▶ STATED PROBLEM 1
In the Nerina Pallot article, what is the name of the sixth album she launched at The Old Bakery Studios in Truro?
▶ STATED PROBLEM 2
Carry on the Nerina Pallot article from its last line, continuing the interview in the same style.

Jersey born songwriter Nerina Pallot aced a solo gig last week at The Old Bakery Studios in Truro to launch her sixth album Stay Lucky.

It’s her most personal, most warmly emotional album yet.

The Packet asked superfan James Tregunna from St Mawes to interview her.

Nerina has played Penzance and the Minack several times so he asked her about what keeps drawing her back to Cornwall.

She said: “It’s another country. I’m not saying that to appease Kernow separatists, it has that Jersey thing which is it’s sort of the UK but it’s not really and it has a really defined characteristic. I think it’s because it’s on the edge of something. Windswept places on the edge of land are always the really interesting places to me. It’s mystical.

“The whole tie in with Brittany, it’s really familiar to me. I go to Cornwall and I feel like I’m at home. I immediately feel like OK, this is like the road to Jersey, you know as you go round those windy lanes and you come round to a sweep of an incredible bay.

“There’s a real sense of it’s a different land.”

▶ SUPPLIED DATA

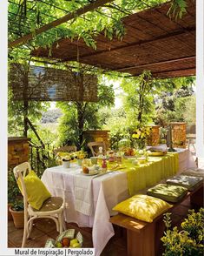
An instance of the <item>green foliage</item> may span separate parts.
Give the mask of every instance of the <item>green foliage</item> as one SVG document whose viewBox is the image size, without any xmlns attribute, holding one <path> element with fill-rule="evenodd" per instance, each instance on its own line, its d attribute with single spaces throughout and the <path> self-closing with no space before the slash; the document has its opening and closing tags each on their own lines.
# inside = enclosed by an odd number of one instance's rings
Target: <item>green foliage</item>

▶ FINAL ANSWER 1
Stay Lucky

▶ FINAL ANSWER 2
So much so that in a long career of international tours, it’s a Cornish venue that tops her favourites.

“The Minack has got to be high up there, It’s so special. The whole way it was built, the nutty lady that put it together, God bless her, it’s sort of a temple to English eccentricity.”

Nerina wrote Stay Lucky, played guitar, piano, synths and percussion on it, she produced it and has released it on her own label.

Last week’s intimate Truro gig was packed with fans keen to hear her acoustic set, which is typically difficult to categorise.

She explains: “I’m a songwriter first, then the sound of my songs is based on what I’ve written. I’m more interested in what are these songs doing, then what do they tell me the sound should be and then that dictates it. So I’m a songwriter but I try and stay away from genre because I like so many different genres, I want to try different things.”

On the ubiquitous scone debate, Nerina is single minded. “There’s only one way. You need to have butter, then you have the jam then you put the clotted cream on top. There’s no other way. And it’s got to be strawberry or raspberry jam. Some people put blackcurrant and some, wait for it, put marmalade on it. It’s just wrong.”

The brilliant Stay Lucky is out now.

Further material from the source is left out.